EXTRACT PROVIDED

☆ ☆ ☆ ☆ ☆

This is a story rich in historical relevance and in character development. It is centered on Jake Holman, Machinist's Mate 1st Class who is transferred to duty on a U.S. Navy gunboat during the early days of the violent Chinese Revolution in about 1926. He utters the novel's first words, "Hello, ship" as he sizes up the "San Pablo" at its dock. Holman is a very intelligent, industrious sailor who has a love of learning. He knows everything about the steam-powered engines in ships and wants to spend his career deep in the pits of a ship's engine room, where he can be in charge of his own little part of the Navy and not be bothered by the military's love of ceremony and spit-and-polish. This is one reason he is happy to move from the hubub of life in the Navy's large Pacific fleet to the slow life of summer cruises up and down the Yangtze River in a small, slow ship.

Events conspire to pierce Holman's bubble. He finds that the small command of the "San Pablo", nicknamed the "Sand Pebble" by its crew, is still subject to Navy protocol because its captain, Lt. Collins, is a by-the-book commander who insists on daily morning formations in dress whites; Holman chafes at spending time standing at attention while his engine room demands his attention. Worse, the regular Navy guys have virtually nothing to do except drill at battle stations according to the captain's whim. All of the boat's jobs have been taken over by coolies. They cook the food, cut hair, and swab the decks. Even the engine room is run by Chinese who run the spotless machinery according to learned imitation. Holman is appalled to see sailors living in this extravagance while the important mechanical tasks are run without strict supervision. This is exasperated by the realization that foreign nationals have permanent quarters on a U.S. Navy ship which could expect to find itself in battle with Chinese brigands on the river.

Richard McKenna writes about a world he is intimately familiar with. He was a top student in high school in Idaho where, as a young man, he kept the local library busy getting new books to keep ahead of his ravenous reading appetite. He joined the Navy to help support his family when the Great Depression cut his college plans short. He served a hitch on a Navy gunboat on the Yangtze Patrol in the 1930's, where he heard many first-hand accounts from old salts who had been on gunboats during the 1920's. He continued reading and taking correspondence courses available to sailors while becoming a machinist mate; he would serve for over twenty years, including World War II and Korea. Entering the University of North Carolina in 1953 at age 40, he excelled as a student while studying literature and science; he graduated Phi Beta Kappa. A short story he wrote, "King's Horsemen", about life on a Yangtze gunboat, became the foundation for "The Sand Pebbles", complete with the author's reverential respect for the workings of ships' engine rooms.

☆ ☆ ☆ ☆ ☆

Using the piece on The Sand Pebbles, please explain why Holman is happy to leave the large Pacific fleet for the San Pablo.

DATA SHOWN
☆ ☆ ☆ ☆ ☆

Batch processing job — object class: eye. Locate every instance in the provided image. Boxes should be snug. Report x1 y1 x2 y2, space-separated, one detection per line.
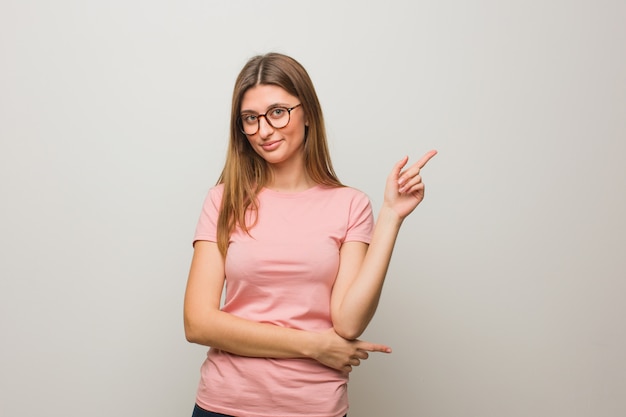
267 107 287 119
241 114 258 125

☆ ☆ ☆ ☆ ☆

THE OUTPUT
Holman wants to spend his career deep in a ship's engine room. There he can run his own small part of the Navy without being bothered by the military's love of ceremony and spit-and-polish. The slow life of summer cruises on the Yangtze in a small, slow ship, away from the hubbub of the fleet, suits that wish.